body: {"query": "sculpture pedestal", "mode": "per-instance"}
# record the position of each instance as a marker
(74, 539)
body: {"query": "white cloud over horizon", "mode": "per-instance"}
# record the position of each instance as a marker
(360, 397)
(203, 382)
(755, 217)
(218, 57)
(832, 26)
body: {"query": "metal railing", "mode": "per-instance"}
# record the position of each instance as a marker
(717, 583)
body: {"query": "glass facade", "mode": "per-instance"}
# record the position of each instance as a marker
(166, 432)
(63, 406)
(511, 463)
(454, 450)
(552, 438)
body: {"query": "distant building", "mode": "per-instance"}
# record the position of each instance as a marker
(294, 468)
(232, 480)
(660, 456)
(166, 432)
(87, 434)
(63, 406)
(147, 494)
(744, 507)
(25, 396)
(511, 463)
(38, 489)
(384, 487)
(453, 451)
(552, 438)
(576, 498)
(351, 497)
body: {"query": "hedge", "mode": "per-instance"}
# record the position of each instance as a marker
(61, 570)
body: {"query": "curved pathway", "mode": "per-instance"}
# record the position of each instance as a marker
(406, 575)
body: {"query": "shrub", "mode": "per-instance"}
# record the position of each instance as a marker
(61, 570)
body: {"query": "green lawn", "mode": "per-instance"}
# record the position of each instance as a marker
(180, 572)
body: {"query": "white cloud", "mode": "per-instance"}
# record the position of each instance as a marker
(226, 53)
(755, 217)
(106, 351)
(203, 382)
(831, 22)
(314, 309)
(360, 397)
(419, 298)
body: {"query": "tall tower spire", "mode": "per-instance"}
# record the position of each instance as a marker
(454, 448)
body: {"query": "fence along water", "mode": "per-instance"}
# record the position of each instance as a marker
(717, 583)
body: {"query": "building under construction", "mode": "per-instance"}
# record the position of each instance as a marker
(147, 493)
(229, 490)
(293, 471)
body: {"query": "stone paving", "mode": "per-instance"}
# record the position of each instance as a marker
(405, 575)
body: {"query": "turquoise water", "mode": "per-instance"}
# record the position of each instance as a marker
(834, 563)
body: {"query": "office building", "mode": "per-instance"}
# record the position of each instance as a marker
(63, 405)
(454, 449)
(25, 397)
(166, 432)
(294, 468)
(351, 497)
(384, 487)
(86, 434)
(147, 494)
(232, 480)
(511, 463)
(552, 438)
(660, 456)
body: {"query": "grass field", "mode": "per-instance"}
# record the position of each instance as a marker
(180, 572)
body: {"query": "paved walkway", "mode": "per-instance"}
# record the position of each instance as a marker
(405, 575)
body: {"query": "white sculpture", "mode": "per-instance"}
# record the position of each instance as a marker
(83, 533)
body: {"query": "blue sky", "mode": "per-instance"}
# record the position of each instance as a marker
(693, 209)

§ EXERCISE PROMPT: Which lines in the records contain the word "sculpture"? Find each one and copy it in full.

§ ANSWER FOR THE TASK:
body: {"query": "sculpture pedestal", "mode": "per-instance"}
body: {"query": "white sculpture", "mode": "per-instance"}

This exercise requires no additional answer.